What is being asked
Restate all the entries exactly as they appear, apart from the pictures.

Exercise input
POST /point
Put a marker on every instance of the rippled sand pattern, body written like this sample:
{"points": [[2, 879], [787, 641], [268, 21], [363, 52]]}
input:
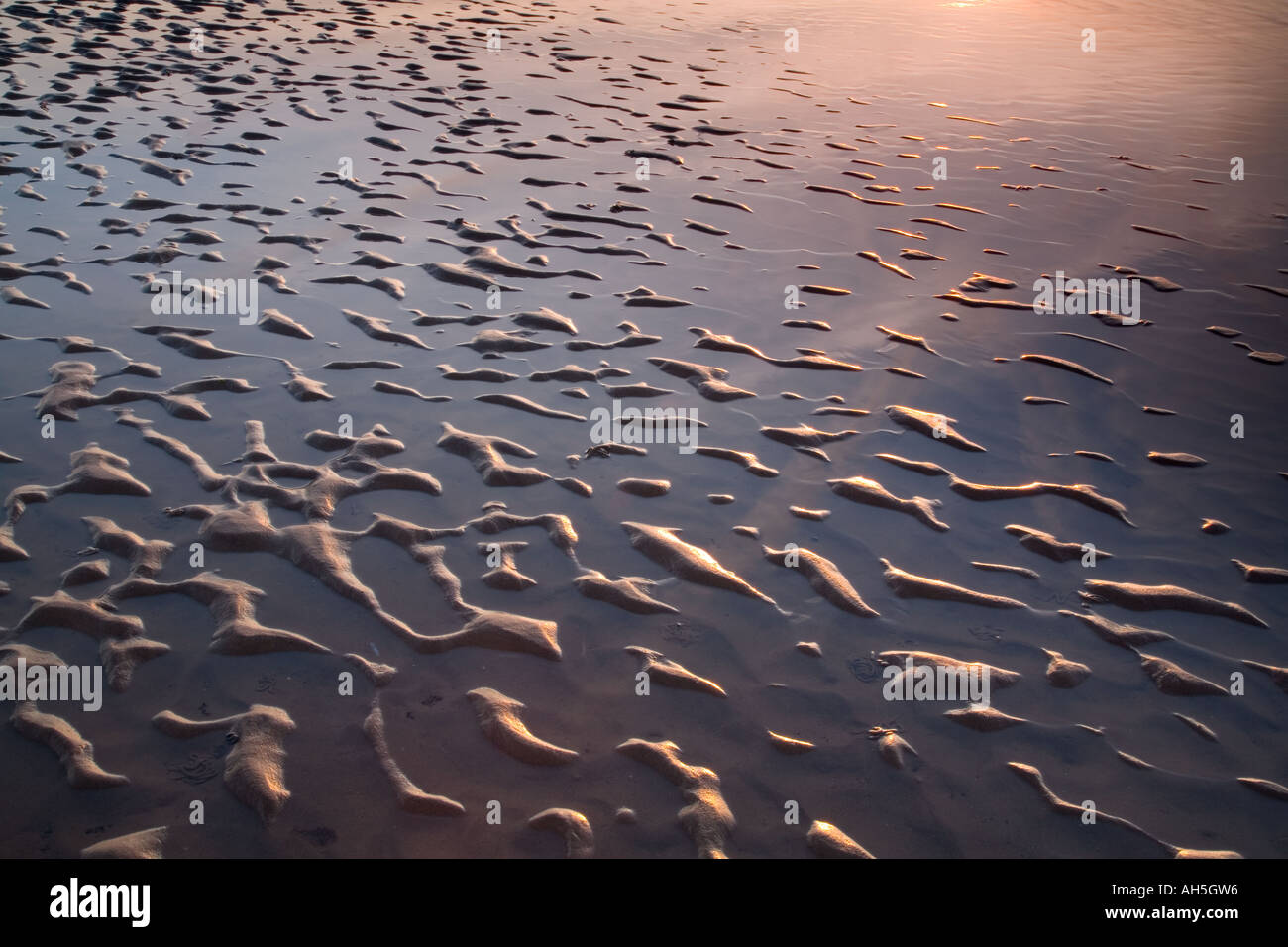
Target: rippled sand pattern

Solution for this exercise
POST /point
Put a marker on every instance of the rippled sand pattern, body written like this sample:
{"points": [[2, 879], [787, 641], [268, 21], [363, 52]]}
input:
Target: rippled sand pattern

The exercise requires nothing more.